◆ WHAT YOU ARE ASKED TO DO ◆
All of the material below is to be returned exactly.

◆ MATERIAL ◆
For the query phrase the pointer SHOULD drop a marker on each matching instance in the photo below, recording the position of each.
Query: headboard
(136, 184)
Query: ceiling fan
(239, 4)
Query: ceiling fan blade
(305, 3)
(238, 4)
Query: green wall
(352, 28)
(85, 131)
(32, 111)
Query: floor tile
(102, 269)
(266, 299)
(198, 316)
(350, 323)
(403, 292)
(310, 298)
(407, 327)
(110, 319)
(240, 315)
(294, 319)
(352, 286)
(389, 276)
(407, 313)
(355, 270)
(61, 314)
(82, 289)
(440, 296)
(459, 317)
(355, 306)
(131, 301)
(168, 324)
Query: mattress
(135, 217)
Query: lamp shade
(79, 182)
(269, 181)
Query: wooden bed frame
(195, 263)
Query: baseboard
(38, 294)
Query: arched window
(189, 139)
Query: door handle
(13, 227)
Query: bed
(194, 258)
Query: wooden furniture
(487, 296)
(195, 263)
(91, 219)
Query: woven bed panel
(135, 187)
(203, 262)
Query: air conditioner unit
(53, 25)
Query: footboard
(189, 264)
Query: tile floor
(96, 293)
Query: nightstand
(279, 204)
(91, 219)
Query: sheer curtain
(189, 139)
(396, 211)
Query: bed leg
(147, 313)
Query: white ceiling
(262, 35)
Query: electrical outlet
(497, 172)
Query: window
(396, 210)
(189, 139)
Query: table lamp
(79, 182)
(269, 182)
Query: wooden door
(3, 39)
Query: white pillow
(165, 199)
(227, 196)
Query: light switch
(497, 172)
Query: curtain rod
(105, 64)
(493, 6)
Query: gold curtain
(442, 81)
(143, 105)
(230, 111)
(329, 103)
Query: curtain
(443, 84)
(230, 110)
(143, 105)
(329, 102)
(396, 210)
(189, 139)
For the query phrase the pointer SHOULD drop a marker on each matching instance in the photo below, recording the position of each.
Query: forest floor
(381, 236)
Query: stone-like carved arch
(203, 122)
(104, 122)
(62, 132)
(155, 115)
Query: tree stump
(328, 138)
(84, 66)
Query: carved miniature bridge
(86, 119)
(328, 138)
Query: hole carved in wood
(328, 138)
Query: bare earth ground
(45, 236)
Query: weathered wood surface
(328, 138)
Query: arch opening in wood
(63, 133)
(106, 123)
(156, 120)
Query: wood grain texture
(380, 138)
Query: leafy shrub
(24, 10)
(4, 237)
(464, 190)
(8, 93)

◆ EXERCISE RESULT ◆
For the query phrase the pointer SHOULD drop a marker on each matching instance in the photo below, recording the position of each.
Query: headboard
(136, 184)
Query: ceiling fan
(239, 4)
Query: ceiling fan blade
(305, 3)
(238, 4)
Query: green wall
(352, 28)
(85, 131)
(32, 111)
Query: floor tile
(102, 269)
(266, 299)
(198, 316)
(350, 323)
(403, 292)
(310, 298)
(407, 327)
(110, 319)
(240, 315)
(294, 319)
(352, 286)
(389, 276)
(407, 313)
(355, 270)
(61, 314)
(82, 289)
(440, 296)
(459, 317)
(355, 306)
(131, 301)
(168, 324)
Query: mattress
(135, 217)
Query: lamp shade
(79, 182)
(269, 181)
Query: wooden bed frame
(195, 263)
Query: baseboard
(38, 294)
Query: arched window
(189, 139)
Query: door handle
(13, 227)
Query: bed
(194, 258)
Query: wooden furniture
(487, 296)
(195, 263)
(91, 219)
Query: woven bed panel
(135, 187)
(203, 262)
Query: air conditioner unit
(53, 25)
Query: footboard
(189, 264)
Query: tile floor
(96, 293)
Query: nightstand
(279, 204)
(91, 219)
Query: sheer curtain
(189, 139)
(396, 211)
Query: bed leg
(147, 313)
Query: white ceiling
(262, 35)
Query: electrical outlet
(497, 172)
Query: window
(396, 210)
(189, 139)
Query: table lamp
(79, 182)
(269, 182)
Query: wooden door
(3, 39)
Query: white pillow
(165, 199)
(227, 196)
Query: light switch
(497, 172)
Query: curtain rod
(105, 64)
(493, 6)
Query: gold curtain
(442, 81)
(143, 105)
(230, 111)
(329, 103)
Query: curtain
(443, 84)
(230, 110)
(143, 105)
(329, 102)
(396, 210)
(189, 139)
For the query phrase the pointer SHOULD drop a marker on each matching instance in the photo below, recording the position of each.
Query: forest floor
(381, 236)
Query: stone-like carved arch
(203, 122)
(104, 122)
(62, 132)
(155, 115)
Query: tree stump
(328, 138)
(84, 66)
Query: carved miniature bridge
(86, 119)
(328, 138)
Query: hole carved in wood
(328, 138)
Query: bare earth ground
(45, 236)
Query: weathered wood surface
(328, 138)
Query: arch opening in wood
(63, 133)
(106, 123)
(156, 120)
Query: wood grain texture
(380, 138)
Query: leafy shrub
(24, 10)
(4, 237)
(464, 190)
(8, 93)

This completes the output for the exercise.